AUFGABEN =>
A: Fass im Text über den Notfall in Kelkheim den Absatz, der mit „Kelkheim (ju) – Es war ein gewöhnlicher Abend“ beginnt, in ein paar kurzen Stichpunkten zusammen.
B: Wie viele Kameraden wurden laut dem Text über den Notfall in Kelkheim außer Patrick Schütz noch alarmiert?
C: Schreib den Text über den Notfall in Kelkheim ab dem letzten Satz weiter.

DER TEXT =>

★ ★ ★ ★ ★

Kelkheim (ju) – Es war ein gewöhnlicher Abend in Kelkheim. Ein Mann genoss gerade sein Abendessen, als er plötzlich zusammensackte. Seine Frau erkannte sofort den Ernst der Lage und wählte panisch die 112. Während sie mit zitternden Händen den Notruf absetzte, wusste sie nicht, dass in diesem Moment ein Netzwerk von Lebensrettern aktiviert wurde.
Der stellvertretende Stadtbrandinspektor Patrick Schütz erinnert sich genau an diesen Abend: Er saß mit seiner Familie beim Essen in einem Restaurant in Münster, als sein Handy vibrierte. Den Ton konnte er nicht so richtig zuordnen, aber dann wird im klar: Hier erfolgt gerade eine Alarmierung über die „Region der Lebensretter“-App. Er wusste sofort: Irgendwo in der Nähe braucht ein Mensch dringend Hilfe. Ohne zu zögern, sprang er auf und eilte zum Einsatzort, zwei Häuser weiter. Als ausgebildeter Ersthelfer konnte er lebensrettende Maßnahmen einleiten – noch bevor der Rettungsdienst eintraf. Gleichzeitig waren auch drei weitere Kameraden, die sich in unmittelbarer Nähe befanden alarmiert – sie eilten ebenfalls zur Hilfe. Schnell konnte der Mann ins Leben zurückgeholt werden – Dank Herz-Druck-Massage und der schnellen Hilfe durch die App.

★ ★ ★ ★ ★

DIE DATENSÄTZE =>
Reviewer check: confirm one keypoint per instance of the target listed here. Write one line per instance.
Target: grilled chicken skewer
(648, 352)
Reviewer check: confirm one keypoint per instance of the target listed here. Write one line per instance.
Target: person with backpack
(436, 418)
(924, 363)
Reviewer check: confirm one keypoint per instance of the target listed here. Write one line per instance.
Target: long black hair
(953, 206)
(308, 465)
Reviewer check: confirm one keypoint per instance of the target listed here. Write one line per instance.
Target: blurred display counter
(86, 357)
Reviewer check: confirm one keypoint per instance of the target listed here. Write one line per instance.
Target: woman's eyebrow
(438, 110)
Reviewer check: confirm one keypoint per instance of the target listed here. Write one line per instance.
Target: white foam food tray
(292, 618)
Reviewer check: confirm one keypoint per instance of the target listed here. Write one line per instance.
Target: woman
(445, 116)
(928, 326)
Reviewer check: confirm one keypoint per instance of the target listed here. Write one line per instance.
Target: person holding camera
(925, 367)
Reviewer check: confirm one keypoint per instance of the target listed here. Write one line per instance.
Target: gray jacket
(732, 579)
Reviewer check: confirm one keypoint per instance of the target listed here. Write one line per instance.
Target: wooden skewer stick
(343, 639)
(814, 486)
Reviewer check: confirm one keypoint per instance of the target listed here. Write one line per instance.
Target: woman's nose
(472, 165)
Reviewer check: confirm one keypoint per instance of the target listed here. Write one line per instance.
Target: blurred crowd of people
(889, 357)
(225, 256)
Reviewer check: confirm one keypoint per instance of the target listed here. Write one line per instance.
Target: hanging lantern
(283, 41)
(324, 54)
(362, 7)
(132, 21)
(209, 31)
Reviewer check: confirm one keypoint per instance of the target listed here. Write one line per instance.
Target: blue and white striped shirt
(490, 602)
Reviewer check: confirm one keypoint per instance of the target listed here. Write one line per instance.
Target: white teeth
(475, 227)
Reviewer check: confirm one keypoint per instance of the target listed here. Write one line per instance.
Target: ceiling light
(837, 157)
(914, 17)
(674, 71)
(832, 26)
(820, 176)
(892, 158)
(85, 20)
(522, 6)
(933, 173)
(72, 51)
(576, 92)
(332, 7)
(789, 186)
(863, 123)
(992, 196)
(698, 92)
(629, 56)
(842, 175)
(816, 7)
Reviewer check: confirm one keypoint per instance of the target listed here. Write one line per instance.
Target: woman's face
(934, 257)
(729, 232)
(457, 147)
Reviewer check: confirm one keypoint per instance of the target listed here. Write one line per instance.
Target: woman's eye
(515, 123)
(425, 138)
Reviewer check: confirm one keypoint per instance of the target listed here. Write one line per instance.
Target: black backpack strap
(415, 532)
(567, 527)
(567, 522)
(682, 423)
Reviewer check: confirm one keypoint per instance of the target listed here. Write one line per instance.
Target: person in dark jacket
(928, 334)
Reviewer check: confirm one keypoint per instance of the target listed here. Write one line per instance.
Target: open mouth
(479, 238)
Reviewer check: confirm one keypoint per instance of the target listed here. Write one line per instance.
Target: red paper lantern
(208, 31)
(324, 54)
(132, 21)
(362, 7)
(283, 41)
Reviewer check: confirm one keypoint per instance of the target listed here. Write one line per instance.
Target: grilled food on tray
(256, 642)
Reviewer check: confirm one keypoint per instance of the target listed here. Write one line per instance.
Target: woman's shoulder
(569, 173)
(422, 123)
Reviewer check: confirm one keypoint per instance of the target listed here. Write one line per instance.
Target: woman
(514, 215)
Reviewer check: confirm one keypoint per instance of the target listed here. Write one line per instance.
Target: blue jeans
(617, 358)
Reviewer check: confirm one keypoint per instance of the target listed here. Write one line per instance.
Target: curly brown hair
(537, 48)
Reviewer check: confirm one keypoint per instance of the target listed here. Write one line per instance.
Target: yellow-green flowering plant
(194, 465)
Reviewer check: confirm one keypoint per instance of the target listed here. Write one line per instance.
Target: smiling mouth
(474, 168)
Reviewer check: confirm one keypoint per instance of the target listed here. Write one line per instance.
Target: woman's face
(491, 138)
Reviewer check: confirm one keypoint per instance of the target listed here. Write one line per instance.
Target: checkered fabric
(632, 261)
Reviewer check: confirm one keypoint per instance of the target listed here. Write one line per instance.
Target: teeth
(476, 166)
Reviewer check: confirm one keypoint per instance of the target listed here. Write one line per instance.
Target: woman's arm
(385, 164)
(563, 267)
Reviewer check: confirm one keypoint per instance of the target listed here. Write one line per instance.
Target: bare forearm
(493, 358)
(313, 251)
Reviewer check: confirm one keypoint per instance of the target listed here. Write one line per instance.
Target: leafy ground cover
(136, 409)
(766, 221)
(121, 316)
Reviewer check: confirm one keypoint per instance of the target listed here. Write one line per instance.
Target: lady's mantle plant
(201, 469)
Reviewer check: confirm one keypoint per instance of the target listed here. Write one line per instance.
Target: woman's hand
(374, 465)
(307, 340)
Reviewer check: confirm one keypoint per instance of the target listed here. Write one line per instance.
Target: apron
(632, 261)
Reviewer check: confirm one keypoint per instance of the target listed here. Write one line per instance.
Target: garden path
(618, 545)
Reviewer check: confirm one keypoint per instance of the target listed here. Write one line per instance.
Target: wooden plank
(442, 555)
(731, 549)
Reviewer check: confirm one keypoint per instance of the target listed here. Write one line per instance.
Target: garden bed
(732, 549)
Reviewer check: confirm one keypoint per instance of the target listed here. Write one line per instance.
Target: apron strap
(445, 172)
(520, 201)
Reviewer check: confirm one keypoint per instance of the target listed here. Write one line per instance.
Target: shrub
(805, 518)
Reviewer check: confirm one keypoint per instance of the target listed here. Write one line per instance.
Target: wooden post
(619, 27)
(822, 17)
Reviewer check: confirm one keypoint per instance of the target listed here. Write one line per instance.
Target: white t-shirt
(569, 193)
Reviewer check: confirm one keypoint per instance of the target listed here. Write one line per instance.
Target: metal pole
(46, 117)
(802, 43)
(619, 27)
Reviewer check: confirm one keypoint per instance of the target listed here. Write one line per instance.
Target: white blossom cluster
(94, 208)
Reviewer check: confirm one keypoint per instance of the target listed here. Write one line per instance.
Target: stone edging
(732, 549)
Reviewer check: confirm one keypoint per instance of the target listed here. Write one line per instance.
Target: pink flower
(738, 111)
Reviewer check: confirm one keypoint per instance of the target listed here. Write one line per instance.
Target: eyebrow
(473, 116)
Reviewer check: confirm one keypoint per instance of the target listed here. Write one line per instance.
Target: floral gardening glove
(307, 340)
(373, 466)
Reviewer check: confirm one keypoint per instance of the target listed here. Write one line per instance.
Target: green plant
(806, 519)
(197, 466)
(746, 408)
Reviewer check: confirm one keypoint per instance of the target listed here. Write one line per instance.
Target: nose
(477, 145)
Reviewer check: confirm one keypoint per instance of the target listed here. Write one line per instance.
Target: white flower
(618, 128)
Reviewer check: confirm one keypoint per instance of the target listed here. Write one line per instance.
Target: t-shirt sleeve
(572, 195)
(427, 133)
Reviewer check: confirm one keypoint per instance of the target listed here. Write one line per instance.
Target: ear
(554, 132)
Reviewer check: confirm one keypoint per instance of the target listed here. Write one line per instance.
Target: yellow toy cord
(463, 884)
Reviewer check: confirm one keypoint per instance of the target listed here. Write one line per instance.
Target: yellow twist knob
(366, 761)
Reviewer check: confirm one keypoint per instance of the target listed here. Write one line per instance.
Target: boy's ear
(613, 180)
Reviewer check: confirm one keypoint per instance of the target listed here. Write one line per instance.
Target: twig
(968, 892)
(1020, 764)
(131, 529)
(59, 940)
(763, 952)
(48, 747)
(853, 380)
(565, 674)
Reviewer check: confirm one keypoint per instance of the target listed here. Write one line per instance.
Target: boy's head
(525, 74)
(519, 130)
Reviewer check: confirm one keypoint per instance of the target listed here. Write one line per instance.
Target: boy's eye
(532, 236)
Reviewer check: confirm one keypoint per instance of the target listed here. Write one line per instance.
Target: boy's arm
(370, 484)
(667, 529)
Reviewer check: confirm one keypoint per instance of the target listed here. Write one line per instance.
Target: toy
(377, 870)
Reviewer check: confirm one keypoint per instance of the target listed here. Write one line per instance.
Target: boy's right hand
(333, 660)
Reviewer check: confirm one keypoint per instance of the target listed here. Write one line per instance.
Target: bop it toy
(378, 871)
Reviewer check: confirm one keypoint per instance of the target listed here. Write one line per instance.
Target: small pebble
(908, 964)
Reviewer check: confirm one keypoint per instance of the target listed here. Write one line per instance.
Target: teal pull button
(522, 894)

★ ★ ★ ★ ★

ANTWORTEN =>
A:
- Ein Mann bricht in Kelkheim beim Abendessen plötzlich zusammen.
- Seine Frau erkennt sofort den Ernst der Lage und wählt panisch die 112.
- Mit dem Notruf wird, ohne dass sie es weiß, ein Netzwerk von Lebensrettern aktiviert.

B: Drei weitere Kameraden, die sich in unmittelbarer Nähe befanden.

C:
Persönliche Übergabe
Damit die freiwilligen Lebensretter optimal auf ihren Einsatz vorbereitet sind, hat das Deutsche Rote Kreuz (DRK) im Main-Taunus-Kreis die 63 für Kelkheim registrierten Ersthelfer jetzt mit speziellen Notfallrucksäcken (sogenannten Rollbacks) ausgestattet. Diese enthalten unter anderem einen Beatmungsbeutel, Kniepolster zum Einsatz auf schwierigem Untergrund, Handschuhe und Verbandsmaterial – alles, was nötig ist, um in den ersten Minuten nach einem Herzstillstand effektiv helfen zu können.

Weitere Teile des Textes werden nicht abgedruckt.